◆ Excerpt provided:
------------------------------------------------

The government of U.S. president Jimmy Carter was concerned about the human rights situation of El Salvador due to attacks by death squads on Catholic clergy in the country. In August 1977, Romero met with Patricia Derian (the U.S. assistant secretary of state for democracy, human rights, and labor) and told her that "human rights are respected" in El Salvador. Romero met Carter in Washington, D.C. and Carter remarked that El Salvador's human rights situation had experienced "great progress" since Romero assumed office.

In November 1977, Romero enacted a law that legalized repression against opposition groups.

------------------------------------------------

Copy out the whole passage about Romero and human rights in El Salvador word for word. The lines that come next are separate material and have no connection to the passage.

------------------------------------------------

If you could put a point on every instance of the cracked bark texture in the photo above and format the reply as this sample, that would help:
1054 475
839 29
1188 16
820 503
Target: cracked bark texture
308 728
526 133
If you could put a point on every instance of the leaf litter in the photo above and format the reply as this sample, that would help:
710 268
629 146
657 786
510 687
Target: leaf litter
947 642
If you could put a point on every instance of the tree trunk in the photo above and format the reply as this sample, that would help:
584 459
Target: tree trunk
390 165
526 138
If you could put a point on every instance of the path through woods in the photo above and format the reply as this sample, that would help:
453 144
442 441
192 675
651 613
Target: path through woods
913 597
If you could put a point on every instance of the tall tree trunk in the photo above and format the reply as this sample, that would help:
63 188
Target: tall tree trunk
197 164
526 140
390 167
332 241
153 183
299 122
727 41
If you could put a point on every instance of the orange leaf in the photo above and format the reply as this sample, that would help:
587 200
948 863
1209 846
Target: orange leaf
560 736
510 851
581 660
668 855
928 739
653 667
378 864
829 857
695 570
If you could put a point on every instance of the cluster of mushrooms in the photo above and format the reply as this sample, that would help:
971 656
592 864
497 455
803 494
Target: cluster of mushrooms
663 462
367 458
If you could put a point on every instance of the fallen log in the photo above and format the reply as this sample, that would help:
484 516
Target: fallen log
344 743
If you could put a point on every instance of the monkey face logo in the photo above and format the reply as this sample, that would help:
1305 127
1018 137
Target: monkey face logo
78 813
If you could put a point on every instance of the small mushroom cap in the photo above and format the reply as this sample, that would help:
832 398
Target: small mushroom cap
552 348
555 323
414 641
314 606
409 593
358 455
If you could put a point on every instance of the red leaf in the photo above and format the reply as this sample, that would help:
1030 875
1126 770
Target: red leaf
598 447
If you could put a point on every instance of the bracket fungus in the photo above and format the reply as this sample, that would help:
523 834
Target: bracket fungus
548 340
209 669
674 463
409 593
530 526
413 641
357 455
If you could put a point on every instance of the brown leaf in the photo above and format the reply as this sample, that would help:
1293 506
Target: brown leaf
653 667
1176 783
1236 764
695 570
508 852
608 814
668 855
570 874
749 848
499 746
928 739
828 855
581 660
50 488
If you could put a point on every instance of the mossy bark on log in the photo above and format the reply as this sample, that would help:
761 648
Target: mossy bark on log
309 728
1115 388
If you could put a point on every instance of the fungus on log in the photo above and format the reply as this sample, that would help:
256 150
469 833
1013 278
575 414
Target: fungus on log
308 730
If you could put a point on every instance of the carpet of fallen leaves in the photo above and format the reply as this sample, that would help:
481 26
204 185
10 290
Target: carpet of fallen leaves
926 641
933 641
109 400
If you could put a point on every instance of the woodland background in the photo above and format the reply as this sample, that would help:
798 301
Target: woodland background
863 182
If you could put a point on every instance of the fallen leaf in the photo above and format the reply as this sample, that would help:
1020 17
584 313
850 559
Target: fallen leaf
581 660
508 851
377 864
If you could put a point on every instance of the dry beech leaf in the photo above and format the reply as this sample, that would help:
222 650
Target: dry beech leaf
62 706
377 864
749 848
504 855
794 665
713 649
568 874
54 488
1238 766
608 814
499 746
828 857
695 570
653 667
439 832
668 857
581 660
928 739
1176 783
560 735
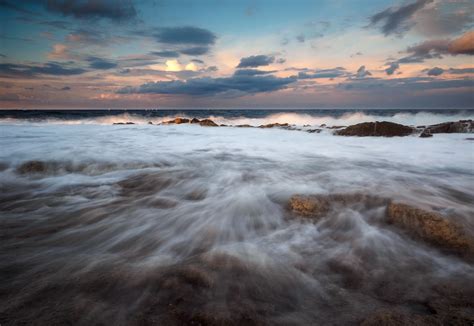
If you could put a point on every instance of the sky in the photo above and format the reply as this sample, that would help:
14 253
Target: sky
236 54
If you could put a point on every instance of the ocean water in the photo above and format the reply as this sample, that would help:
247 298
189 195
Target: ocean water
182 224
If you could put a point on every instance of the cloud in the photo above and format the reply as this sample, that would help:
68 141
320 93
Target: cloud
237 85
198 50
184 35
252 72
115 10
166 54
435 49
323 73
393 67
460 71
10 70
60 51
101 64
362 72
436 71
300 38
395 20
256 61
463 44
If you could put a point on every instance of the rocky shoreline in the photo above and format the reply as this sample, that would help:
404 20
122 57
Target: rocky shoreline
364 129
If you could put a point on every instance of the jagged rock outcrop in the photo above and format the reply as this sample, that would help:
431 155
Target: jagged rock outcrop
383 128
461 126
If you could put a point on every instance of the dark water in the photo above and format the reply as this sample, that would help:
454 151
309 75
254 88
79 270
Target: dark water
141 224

------------------------------------------------

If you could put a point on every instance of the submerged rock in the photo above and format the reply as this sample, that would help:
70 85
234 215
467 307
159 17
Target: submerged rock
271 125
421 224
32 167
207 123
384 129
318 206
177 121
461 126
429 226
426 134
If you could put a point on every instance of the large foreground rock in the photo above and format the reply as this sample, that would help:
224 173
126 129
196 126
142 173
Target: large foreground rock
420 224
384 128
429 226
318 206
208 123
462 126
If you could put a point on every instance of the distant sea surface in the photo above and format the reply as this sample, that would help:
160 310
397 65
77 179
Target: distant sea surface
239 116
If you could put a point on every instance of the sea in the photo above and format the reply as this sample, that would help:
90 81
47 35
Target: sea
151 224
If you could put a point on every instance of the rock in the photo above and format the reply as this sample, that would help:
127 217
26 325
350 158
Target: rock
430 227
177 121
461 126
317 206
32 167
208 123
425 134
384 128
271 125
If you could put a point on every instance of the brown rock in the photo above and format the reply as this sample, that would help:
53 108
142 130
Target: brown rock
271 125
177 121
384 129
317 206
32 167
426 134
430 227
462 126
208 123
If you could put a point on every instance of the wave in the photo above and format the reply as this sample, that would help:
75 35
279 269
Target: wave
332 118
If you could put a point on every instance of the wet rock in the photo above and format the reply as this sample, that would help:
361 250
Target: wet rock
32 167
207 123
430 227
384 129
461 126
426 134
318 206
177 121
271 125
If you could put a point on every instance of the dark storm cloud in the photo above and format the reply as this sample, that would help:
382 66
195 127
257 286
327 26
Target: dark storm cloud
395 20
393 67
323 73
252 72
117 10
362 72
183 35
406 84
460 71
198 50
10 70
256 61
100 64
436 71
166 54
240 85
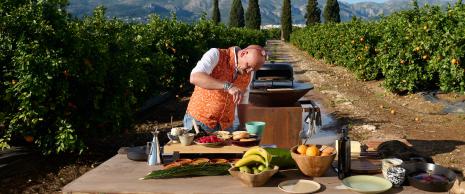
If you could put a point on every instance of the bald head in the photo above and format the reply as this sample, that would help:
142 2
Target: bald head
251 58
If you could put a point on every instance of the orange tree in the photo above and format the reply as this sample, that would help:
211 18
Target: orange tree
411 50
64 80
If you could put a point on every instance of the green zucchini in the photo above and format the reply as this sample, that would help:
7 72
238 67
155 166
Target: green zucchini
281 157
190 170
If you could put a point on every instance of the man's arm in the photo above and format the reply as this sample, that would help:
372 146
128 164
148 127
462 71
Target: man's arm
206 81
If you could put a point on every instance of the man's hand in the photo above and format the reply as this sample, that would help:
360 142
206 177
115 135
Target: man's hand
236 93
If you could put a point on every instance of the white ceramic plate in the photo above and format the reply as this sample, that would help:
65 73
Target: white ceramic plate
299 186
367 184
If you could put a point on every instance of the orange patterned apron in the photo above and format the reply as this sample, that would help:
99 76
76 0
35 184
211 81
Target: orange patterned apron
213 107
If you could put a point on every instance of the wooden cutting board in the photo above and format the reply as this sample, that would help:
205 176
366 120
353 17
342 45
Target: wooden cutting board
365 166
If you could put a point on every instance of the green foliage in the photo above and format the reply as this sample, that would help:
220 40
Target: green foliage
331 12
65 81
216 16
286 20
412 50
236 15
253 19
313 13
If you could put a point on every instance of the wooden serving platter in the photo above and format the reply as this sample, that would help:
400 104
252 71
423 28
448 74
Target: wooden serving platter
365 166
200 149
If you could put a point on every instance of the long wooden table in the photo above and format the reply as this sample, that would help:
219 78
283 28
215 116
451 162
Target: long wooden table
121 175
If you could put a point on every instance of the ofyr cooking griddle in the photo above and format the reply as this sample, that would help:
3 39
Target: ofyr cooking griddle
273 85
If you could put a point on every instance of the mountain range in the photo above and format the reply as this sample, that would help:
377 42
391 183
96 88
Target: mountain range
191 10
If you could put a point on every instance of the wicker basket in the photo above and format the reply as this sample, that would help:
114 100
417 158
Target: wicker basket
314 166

------------------------------------------------

◆ Solution:
The government of U.S. president Jimmy Carter was concerned about the human rights situation of El Salvador due to attacks by death squads on Catholic clergy in the country. In August 1977, Romero met with Patricia Derian (the U.S. assistant secretary of state for democracy, human rights, and labor) and told her that "human rights are respected" in El Salvador. Romero met Carter in Washington, D.C. and Carter remarked that El Salvador's human rights situation had experienced "great progress" since Romero assumed office.

In November 1977, Romero enacted a law that legalized repression against opposition groups.